[Instruction 1] Render the records from the line with "Put a pin on every instance of the turquoise" through the last line of the records as a Markdown table with the columns Row and Line, numbering each row and leaving out blank lines.

[Passage to read]

According to financial media outlet FXLeaders on July 2 (local time), spot gold underwent a 33% correction after hitting an all-time high of $5,589 per ounce in January 2026. The gold price fell below the psychological support level of $4,000 at the end of June, then found short-term support in the $3,900 range, before slightly rebounding to around $4,050 per ounce.
The core background of this decline is changes in the macro environment. The re-acceleration of inflation, partly reflecting the aftermath of the earlier Iran conflict, led to a hawkish shift by the Federal Reserve (Fed), and the market is now pricing in the possibility of up to three interest rate hikes this year. As gold is a non-interest-bearing asset, the burden of holding it increases compared to high-yield bonds during a prolonged period of high interest rates.
The strong dollar also directly pressured gold prices. As funds flowed into the United States, the US Dollar Index (DXY) climbed near a 13-month high. Since gold is an asset priced in dollars, an increase in the dollar's value makes it more expensive for investors in other currency zones to buy, thus strengthening downward price pressure.

[Instruction 2] Extend the text on gold's price decline, picking up after its last sentence.

[Entries]
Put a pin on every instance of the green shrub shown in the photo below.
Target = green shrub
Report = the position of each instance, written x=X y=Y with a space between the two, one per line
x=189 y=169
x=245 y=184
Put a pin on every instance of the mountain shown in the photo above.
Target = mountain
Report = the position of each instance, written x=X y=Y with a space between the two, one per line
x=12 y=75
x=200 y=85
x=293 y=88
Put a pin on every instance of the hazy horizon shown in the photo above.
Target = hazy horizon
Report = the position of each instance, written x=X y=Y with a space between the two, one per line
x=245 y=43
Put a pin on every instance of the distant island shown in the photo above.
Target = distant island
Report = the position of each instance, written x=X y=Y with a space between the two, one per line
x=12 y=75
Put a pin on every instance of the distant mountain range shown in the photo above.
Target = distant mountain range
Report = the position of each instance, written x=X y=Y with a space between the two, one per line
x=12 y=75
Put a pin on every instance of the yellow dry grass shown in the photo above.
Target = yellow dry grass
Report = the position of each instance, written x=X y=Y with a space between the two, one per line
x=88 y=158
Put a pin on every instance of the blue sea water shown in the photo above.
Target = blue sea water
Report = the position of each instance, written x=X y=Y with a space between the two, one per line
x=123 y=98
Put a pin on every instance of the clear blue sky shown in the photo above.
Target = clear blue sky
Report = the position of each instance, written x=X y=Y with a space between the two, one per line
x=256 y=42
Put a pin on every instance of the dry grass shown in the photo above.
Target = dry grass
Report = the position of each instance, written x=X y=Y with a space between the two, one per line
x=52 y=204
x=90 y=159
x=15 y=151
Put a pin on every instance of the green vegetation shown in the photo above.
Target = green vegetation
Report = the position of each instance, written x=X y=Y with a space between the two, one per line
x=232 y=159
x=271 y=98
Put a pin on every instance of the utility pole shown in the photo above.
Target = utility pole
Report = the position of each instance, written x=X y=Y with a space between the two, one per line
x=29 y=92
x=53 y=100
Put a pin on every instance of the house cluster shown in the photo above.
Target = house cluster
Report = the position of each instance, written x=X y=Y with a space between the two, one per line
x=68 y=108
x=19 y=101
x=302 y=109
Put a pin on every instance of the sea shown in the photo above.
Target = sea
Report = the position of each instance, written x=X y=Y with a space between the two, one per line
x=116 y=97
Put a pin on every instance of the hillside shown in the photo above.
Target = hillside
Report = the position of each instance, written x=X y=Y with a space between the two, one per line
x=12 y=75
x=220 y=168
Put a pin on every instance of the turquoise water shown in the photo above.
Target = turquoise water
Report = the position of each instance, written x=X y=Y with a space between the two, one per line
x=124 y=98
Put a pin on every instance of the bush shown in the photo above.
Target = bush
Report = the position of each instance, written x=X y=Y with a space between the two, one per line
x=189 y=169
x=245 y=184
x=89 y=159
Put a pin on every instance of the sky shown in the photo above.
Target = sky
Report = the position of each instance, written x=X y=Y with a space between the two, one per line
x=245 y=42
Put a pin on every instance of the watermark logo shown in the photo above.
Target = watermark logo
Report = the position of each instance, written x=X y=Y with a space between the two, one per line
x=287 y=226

[Final result 1]
| Row | Line |
|---|---|
| 1 | Put a pin on every instance of the turquoise water shown in the photo above. |
| 2 | Target = turquoise water |
| 3 | Report = the position of each instance, written x=X y=Y with a space between the two, one per line |
| 4 | x=124 y=98 |
| 5 | Put a pin on every instance of the bush shown in the photo above. |
| 6 | Target = bush |
| 7 | Report = the position of each instance, written x=X y=Y with a space between the two, one per line |
| 8 | x=189 y=169 |
| 9 | x=245 y=184 |
| 10 | x=89 y=159 |
| 11 | Put a pin on every instance of the sky shown in the photo above. |
| 12 | Target = sky |
| 13 | Report = the position of each instance, written x=X y=Y with a space between the two, one per line |
| 14 | x=245 y=42 |
| 15 | Put a pin on every instance of the watermark logo shown in the photo above. |
| 16 | Target = watermark logo |
| 17 | Report = the position of each instance, written x=X y=Y with a space between the two, one per line |
| 18 | x=287 y=226 |

[Final result 2]
Temporary diplomatic progress between the US and Iran also cooled demand for safe-haven assets. As geopolitical tensions eased somewhat, investors largely realized profits accumulated since the January peak. The media reported that this trend acted as a factor contributing to the short-term sharp decline in gold prices.
However, major Wall Street institutions view this correction as a cyclical adjustment rather than the end of a bull market. Central banks continue to purchase gold as part of their de-dollarization strategies and as a hedge against global government debt, while long-term investors are also maintaining their gold allocations amid concerns about weakening fiat currency purchasing power and fiscal deficits. Although short-term price targets have been lowered to reflect delayed interest rate cuts, major institutions' year-end price targets are set in the range of $4,900 to $6,300 per ounce.
[Article Key Summary]
-Spot gold plummeted 33% from its peak of $5,589 per ounce in January 2026, falling below the $4,000 mark.
-The Federal Reserve's hawkish shift, the possibility of up to three interest rate hikes this year, and the US Dollar Index approaching a 13-month high pressured gold prices.
-Major Wall Street institutions view this correction as a cyclical adjustment rather than the end of a bull market, citing central bank purchases and de-dollarization demand.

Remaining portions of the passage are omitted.